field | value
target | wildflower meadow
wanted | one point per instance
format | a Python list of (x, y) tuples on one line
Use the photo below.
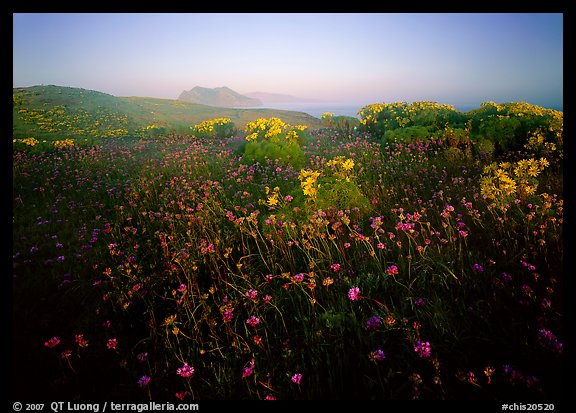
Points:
[(414, 254)]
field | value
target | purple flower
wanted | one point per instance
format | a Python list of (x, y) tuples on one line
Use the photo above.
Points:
[(227, 315), (373, 323), (392, 270), (353, 293), (548, 340), (423, 349), (299, 277), (247, 371), (477, 268), (377, 355), (253, 320), (143, 381), (185, 371), (251, 293), (53, 342), (296, 378)]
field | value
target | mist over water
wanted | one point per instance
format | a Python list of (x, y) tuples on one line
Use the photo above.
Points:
[(317, 109)]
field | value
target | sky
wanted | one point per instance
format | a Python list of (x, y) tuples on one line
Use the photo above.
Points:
[(346, 58)]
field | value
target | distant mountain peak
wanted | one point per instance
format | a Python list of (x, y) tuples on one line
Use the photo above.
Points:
[(220, 96)]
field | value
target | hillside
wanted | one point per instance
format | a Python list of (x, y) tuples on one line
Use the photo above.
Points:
[(220, 96), (50, 112)]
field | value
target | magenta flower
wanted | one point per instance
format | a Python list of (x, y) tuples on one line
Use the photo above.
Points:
[(477, 268), (392, 270), (227, 315), (251, 293), (423, 349), (296, 378), (247, 371), (112, 343), (253, 321), (53, 342), (353, 293), (143, 381), (377, 355), (299, 277), (185, 371), (373, 323)]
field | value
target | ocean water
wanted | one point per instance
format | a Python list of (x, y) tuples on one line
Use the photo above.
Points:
[(317, 109)]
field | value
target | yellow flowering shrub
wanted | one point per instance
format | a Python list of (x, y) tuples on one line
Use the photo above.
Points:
[(274, 139), (214, 128), (506, 181)]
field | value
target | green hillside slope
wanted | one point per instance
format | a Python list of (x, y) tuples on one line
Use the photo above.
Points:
[(57, 112)]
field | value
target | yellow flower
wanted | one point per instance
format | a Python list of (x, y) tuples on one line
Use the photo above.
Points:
[(348, 164)]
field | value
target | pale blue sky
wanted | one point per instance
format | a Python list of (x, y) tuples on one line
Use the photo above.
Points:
[(343, 57)]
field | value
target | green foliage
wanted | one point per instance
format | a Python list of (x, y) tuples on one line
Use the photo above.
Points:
[(376, 270), (288, 153), (407, 134)]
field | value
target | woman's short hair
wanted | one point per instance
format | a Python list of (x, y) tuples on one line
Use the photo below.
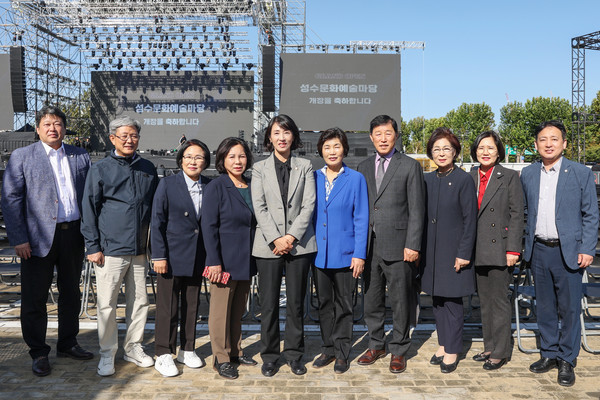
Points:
[(333, 133), (286, 123), (497, 142), (189, 143), (443, 133), (124, 120), (226, 145)]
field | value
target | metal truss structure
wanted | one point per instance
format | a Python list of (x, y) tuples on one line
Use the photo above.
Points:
[(64, 40), (580, 116)]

• [PROBLEM DESCRIPTION]
Please copy the data from its first line through the line that contains "[(220, 96), (50, 112)]", both included, and scale each point coordinate in the answers by 2.1, rounding to whole numbers with halves going up; keep every other line as it is. Omit the pictures.

• [THE RESULT]
field | value
target | wildflower meadow
wanted | one point per instance
format | a Python list of (x, y) tuples on one line
Use the photo below.
Points:
[(869, 533)]
field | value
target | purple flower
wanted | one point per instance
format | a Python list of (x, y) tuples on one line
Use the photo above.
Points:
[(477, 662), (783, 678), (823, 567), (741, 615), (1151, 714), (888, 733), (628, 582), (519, 779), (1002, 563), (792, 746), (531, 672), (300, 800), (389, 779), (527, 615), (111, 718), (622, 794)]
field | value
target | mist over water
wanted | one point per instance
format | a Python list of (x, y) tuples on one line
Use the photo above.
Points:
[(666, 229)]
field | value
target | sky
wanted | one point per instance
format | a Python list of (x, y) tuples on one line
Use the photo above.
Points:
[(727, 122)]
field | value
target | distant mountain peak
wanted | one point per instance
format | a Python list of (x, y) tuples on one line
Use the photo above.
Points:
[(462, 202)]
field | value
target | hillside
wanted | one point per instance
format | a Python list of (x, y) tuples on one line
Use the photo above.
Points:
[(462, 202), (105, 235)]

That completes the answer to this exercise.